*The task*: What you should give back is a precise copy of the lines below from the one containing "Query: drooping petal" through the one containing "# each result a point per instance, shaped like [(247, 270)]", with no pictures.

[Saved entries]
□ □ □ □ □
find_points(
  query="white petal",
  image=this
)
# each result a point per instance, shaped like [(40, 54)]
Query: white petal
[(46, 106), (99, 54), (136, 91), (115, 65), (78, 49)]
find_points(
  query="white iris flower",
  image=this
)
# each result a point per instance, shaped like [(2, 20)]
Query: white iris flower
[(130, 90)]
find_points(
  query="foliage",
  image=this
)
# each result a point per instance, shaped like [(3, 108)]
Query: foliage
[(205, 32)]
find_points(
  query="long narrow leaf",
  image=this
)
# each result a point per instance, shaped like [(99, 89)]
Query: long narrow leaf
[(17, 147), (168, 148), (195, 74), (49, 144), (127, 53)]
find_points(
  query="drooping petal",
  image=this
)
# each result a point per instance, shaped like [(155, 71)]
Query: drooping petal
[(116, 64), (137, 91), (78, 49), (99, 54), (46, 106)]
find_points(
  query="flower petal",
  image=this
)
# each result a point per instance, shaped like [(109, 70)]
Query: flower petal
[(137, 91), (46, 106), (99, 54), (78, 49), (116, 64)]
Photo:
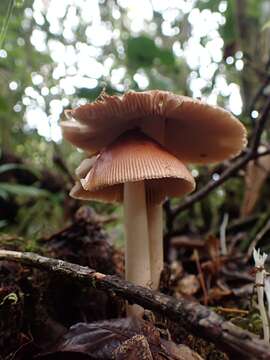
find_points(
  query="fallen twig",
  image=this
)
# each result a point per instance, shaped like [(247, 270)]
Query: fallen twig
[(250, 154), (199, 319)]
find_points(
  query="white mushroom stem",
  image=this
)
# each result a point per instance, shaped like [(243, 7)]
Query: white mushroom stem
[(137, 258), (155, 229)]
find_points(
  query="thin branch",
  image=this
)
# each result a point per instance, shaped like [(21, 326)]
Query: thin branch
[(197, 318), (250, 154)]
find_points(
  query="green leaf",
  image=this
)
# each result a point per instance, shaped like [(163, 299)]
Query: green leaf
[(23, 190), (228, 30), (166, 57), (266, 25), (11, 166), (141, 51)]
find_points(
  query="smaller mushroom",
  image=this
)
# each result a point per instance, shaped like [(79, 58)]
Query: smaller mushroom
[(139, 172)]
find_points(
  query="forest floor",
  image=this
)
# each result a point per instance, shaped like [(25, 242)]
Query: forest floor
[(47, 315)]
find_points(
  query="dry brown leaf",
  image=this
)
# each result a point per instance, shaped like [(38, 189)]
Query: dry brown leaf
[(188, 285)]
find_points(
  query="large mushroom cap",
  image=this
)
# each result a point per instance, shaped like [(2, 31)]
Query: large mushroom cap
[(134, 157), (193, 131)]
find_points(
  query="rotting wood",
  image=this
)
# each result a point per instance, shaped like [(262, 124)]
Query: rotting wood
[(199, 319)]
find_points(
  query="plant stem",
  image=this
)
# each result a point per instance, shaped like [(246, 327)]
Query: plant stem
[(155, 228), (137, 246)]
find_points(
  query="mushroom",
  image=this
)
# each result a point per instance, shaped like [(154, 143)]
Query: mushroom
[(186, 130)]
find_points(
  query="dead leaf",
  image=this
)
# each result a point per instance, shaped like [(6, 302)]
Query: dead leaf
[(133, 349), (129, 338), (188, 285)]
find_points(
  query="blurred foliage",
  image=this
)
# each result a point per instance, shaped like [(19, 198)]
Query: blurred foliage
[(155, 56)]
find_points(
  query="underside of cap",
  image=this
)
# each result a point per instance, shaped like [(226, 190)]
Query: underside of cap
[(135, 157), (193, 131)]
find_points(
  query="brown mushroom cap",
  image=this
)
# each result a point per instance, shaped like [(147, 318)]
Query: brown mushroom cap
[(134, 157), (193, 131)]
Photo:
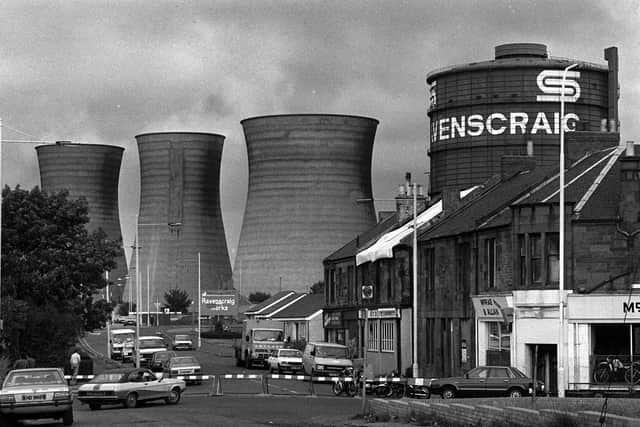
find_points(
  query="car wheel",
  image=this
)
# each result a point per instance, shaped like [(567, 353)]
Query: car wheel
[(515, 393), (67, 417), (448, 393), (174, 397), (131, 401)]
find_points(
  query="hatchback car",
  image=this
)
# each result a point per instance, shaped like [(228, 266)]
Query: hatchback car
[(183, 366), (129, 387), (323, 358), (34, 394), (486, 381)]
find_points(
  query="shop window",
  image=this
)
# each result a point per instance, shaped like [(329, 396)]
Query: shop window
[(535, 251), (373, 338), (387, 335), (490, 263), (499, 336), (553, 258)]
□ □ □ □ □
*Written response*:
Query: drooping petal
[(116, 64), (137, 91), (78, 49), (99, 54), (46, 106)]
find_points(
  query="flower petal",
  image=this
)
# each result a point per instance, shaped like [(109, 70)]
Query: flower petal
[(137, 91), (46, 106), (99, 54), (78, 49), (116, 64)]
Photo:
find_points(
  query="fallen twig",
  image=this
)
# each result a point per instance, shaped like [(247, 270)]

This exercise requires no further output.